(Saved entries)
⟨

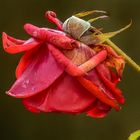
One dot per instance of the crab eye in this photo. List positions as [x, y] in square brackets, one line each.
[76, 27]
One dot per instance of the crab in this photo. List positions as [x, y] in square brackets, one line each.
[69, 69]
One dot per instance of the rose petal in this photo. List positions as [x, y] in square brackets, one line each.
[99, 111]
[39, 74]
[12, 45]
[65, 95]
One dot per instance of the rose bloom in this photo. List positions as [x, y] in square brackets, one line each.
[58, 73]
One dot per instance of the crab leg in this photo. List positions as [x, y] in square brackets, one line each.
[71, 68]
[54, 37]
[51, 16]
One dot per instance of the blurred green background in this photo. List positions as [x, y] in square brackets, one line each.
[18, 124]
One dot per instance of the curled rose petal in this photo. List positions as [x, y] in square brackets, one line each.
[12, 45]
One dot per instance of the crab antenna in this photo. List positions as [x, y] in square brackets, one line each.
[94, 19]
[83, 14]
[104, 36]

⟩

* Exercise instructions:
The reply must hold every line above exactly as written and none of the pictures.

* Written response:
One dot per instance of the crab eye in this photo. List positions as [x, y] in square brackets, one line each.
[76, 27]
One dot per instance of the crab in this photo. List positions as [x, y] in square brackets, one line each.
[69, 69]
One dot per instance of the rose petal in this photo. List positions as [x, y] in square brackets, one line each.
[99, 111]
[39, 74]
[12, 45]
[65, 95]
One dot per instance of the rose bloom in this photo. List positions as [x, y] in square brackets, one line each.
[58, 73]
One dot per instance of the crab leg in this photo. List positions as [x, y] in square brackets, one line each.
[71, 68]
[54, 37]
[51, 16]
One dot per instance of the blurred green background in this photo. List positions as [x, y] in square brackets, one line each.
[18, 124]
One dot per instance of the curled rose petal in this photo. List positions as [x, y] in square brackets, one line each.
[12, 45]
One dot per instance of the crab antenna in this photo. List positions as [x, y] in square brackets, one line each.
[94, 19]
[83, 14]
[104, 36]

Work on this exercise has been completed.